#### Document excerpt

- India / England
- Dates: 24 May – 8 July 1986
- Captains: Kapil Dev / David Gower (ODIs, 1st Test) Mike Gatting (2nd, 3rd Tests)

Test series
- Result: India won the 3-match series 2–0
- Most runs: Dilip Vengsarkar (360) / Mike Gatting (293)
- Most wickets: Chetan Sharma (16) / Derek Pringle (13)
- Player of the series: Mike Gatting (Eng) and Dilip Vengsarkar (Ind)

One Day International series
- Results: 2-match series drawn 1–1
- Most runs: Mohammad Azharuddin (90) / David Gower (81)
- Most wickets: Roger Binny (4) / Graham Dilley (2)
- Player of the series: David Gower (Eng) and Ravi Shastri (Ind)

= Indian cricket team in England in 1986 =

International cricket tour

The Indian cricket team toured England from 24 May to 8 July 1986 for a three-match Test series, and two One Day Internationals (ODIs) for the Texaco Trophy.

########
#### Excerpted data

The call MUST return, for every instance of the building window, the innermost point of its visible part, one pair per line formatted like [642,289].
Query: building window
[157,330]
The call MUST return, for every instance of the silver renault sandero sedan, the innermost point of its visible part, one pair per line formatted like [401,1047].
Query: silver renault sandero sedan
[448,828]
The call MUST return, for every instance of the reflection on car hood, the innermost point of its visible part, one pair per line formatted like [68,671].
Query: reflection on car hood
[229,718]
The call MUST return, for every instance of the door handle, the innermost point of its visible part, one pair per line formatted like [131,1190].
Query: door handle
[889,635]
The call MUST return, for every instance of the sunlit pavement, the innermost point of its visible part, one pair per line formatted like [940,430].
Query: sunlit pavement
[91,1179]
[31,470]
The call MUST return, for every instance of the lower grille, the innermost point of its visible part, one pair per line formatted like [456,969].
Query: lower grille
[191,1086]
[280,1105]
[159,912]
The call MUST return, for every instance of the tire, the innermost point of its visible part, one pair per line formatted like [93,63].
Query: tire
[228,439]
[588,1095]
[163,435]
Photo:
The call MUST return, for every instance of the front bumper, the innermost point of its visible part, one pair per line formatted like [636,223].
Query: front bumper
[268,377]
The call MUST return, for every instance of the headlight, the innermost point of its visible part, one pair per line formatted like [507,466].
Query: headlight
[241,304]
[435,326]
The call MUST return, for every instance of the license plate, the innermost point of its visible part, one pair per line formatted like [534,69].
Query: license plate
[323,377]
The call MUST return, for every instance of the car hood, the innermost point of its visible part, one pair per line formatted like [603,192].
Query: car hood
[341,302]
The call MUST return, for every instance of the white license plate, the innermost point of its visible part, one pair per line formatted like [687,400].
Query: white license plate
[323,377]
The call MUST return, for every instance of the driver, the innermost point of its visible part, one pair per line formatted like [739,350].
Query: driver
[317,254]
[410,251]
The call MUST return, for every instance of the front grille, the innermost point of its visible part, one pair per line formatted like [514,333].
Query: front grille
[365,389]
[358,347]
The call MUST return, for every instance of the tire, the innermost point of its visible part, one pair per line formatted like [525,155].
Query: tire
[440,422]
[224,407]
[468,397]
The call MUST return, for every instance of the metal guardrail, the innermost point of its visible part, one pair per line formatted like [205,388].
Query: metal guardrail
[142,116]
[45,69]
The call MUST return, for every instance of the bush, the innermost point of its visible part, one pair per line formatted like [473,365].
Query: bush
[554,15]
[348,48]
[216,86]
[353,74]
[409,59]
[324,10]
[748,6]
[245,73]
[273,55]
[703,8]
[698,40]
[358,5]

########

Required work:
• 1. List every player the summary of India's 1986 cricket tour of England names as Player of the series, in either the Test or the One Day International series.
• 2. Proceed with the summary of India's 1986 cricket tour of England, picking up after its final sentence.
The lines play no part in what is asked here.

Expected answers:
• 1. Mike Gatting, Dilip Vengsarkar, David Gower, Ravi Shastri

• 2.
India beat England 2–0 in the Test series and won the ODI Texaco Trophy that by virtue of faster run-rate despite England having squared the series after losing the first game. India's Dilip Vengsarkar scored a total of 360 runs in the Test series and was named player of the series alongside England's Mike Gatting. In the ODI series, England's David Gower emerged as the top scorer with 81 runs and was named player of the series alongside India's Ravi Shastri.

Also as part of the England tour, India played eight other first-class and seven limited overs games.

==Texaco Trophy==
The 1986 edition of the Texaco Trophy was a One Day International (ODI) cricket tournament held between England and India in England. India won the first game and England won the second, leveling the series at 1–1. India won the trophy by virtue of a faster run-rate in the two matches.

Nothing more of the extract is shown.